### Exercise brief
The pictures are to be dropped, and the records below are to be restated word for word.

### Given records
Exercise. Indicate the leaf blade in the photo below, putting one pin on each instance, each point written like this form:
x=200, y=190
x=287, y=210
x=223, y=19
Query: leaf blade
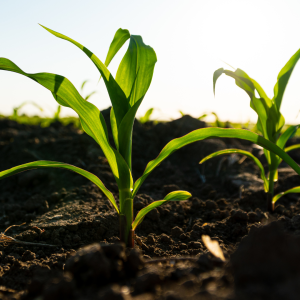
x=173, y=196
x=121, y=36
x=283, y=78
x=91, y=118
x=206, y=133
x=242, y=152
x=116, y=94
x=54, y=164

### Completed task
Exercise. Indicate the leaf blade in the photo below, putting one pin on each instance, each point written like this form:
x=200, y=190
x=287, y=210
x=223, y=19
Query: leaf blade
x=173, y=196
x=121, y=36
x=283, y=78
x=91, y=118
x=206, y=133
x=242, y=152
x=116, y=94
x=54, y=164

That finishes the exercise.